СТРАНИЦА

+===+

(С.В. ГРИБАНОВ)
...МИНУЛ ГОД. Сэр Черчилль из Каира через Тегеран летит в Москву. Предстоят переговоры с Джо - так неофициально в переписке с президентом Рузвельтом он называл Сталина. Громадные просторы России, могучая русская река Волга заворожили премьер-министра Великобритании. "Я размышлял о моей миссии в это угрюмое, зловещее большевистское государство, которое я когда-то настойчиво пытался задушить при его рождении и которое вплоть до появления Гитлера я считал смертельным врагом цивилизованной свободы... - признавался Черчилль. - Мы все ненавидели их безнравственный режим, и, если бы германский цеп не нанес им удара, они равнодушно наблюдали бы, как нас уничтожают, с радостью разделили бы с Гитлером нашу империю на Востоке".
Так или не так, но встретили у нас Черчилля как подобает. Почетный караул, оркестр, национальные гимны, репортеры. Молотов доставил премьера в подмосковную резиденцию, так называемую государственную дачу N 7.
"В мое распоряжение был представлен в качестве адъютанта огромный офицер, обладавший великолепной внешностью (я думал, что он принадлежал к княжеской фамилии при царском режиме), который выступал также в роли нашего хозяина и являлся образцом вежливости и внимания, - вспоминал Черчилль. - Много опытных слуг в белых куртках и с сияющими улыбками следили за каждым пожеланием или движением гостей. Длинный стол в столовой и различные буфеты были заполнены всякими деликатесами и напитками, какие только может предоставить верховная власть. После всех необходимых погружений и омовений нас угощали в столовой всевозможными отборными блюдами и напитками, в том числе, конечно, икрой и водкой. Но, кроме того, было много других блюд и вин из Франции и Германии, гораздо больше, чем мы могли или хотели съесть..."
Вечером в Кремле Черчилль встретился со Сталиным. Речь повели о втором фронте. Разговор не клеился. "Первые два часа были унылыми и мрачными... Сталин становился все мрачнее и мрачнее... Сталин, который стал держать себя нервно, сказал, что он придерживается другого мнения о войне. Человек, который не готов рисковать, не может выиграть войну. Почему мы так боимся немцев? Он не может этого понять", - так передает ту встречу премьер-министр Великобритании.

+===+

ЗАДАНИЯ
A. Соответствуют ли тексту о поездке Черчилля в Москву следующие утверждения? На каждое ответьте «да» или «нет» и приведите решающие слова текста в точности. (i) Черчилль летел в Москву из Каира через Тегеран. (ii) Молотов доставил премьера в резиденцию в Кремле. (iii) Первые два часа встречи Черчилля со Сталиным прошли оживленно и бодро.
B. Пожалуйста, перепишите из текста о поездке Черчилля в Москву отрывок от слов «Так или не так, но» до слов «государственную дачу N 7.» включительно.

ИСХОДНЫЕ ДАННЫЕ
+===+

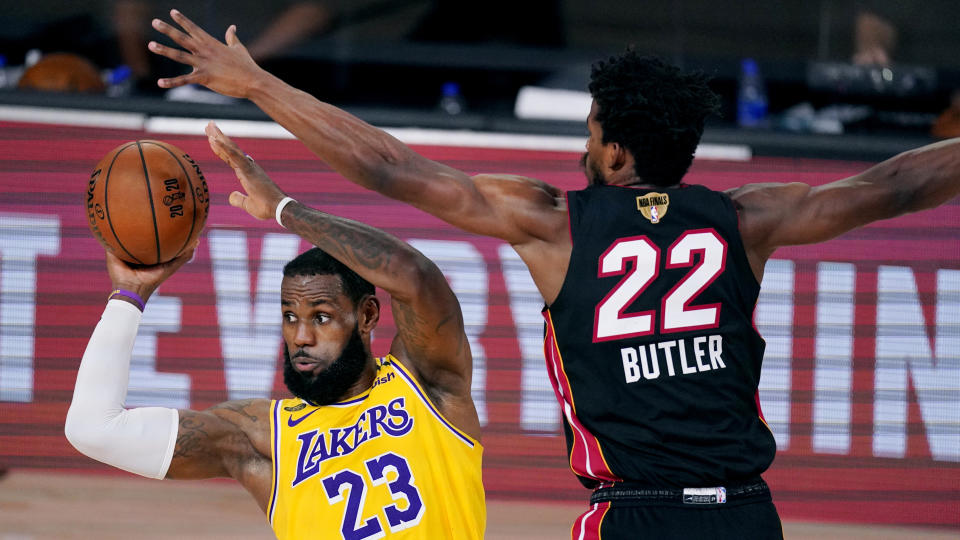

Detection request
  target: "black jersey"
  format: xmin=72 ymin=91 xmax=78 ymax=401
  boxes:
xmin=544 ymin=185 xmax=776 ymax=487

+===+

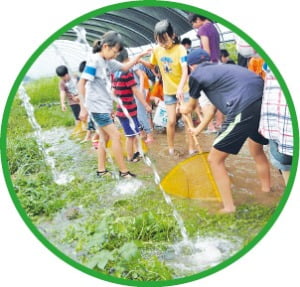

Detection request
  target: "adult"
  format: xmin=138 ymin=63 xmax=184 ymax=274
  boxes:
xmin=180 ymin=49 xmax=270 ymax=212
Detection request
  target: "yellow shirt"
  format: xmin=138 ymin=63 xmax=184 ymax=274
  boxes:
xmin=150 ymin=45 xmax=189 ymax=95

+===+

ОТВЕТЫ К ЗАДАНИЯМ
A.
(i) Да: «Сэр Черчилль из Каира через Тегеран летит в Москву».
(ii) Нет: «Молотов доставил премьера в подмосковную резиденцию, так называемую государственную дачу N 7».
(iii) Нет: «Первые два часа были унылыми и мрачными».

B.
Так или не так, но встретили у нас Черчилля как подобает. Почетный караул, оркестр, национальные гимны, репортеры. Молотов доставил премьера в подмосковную резиденцию, так называемую государственную дачу N 7.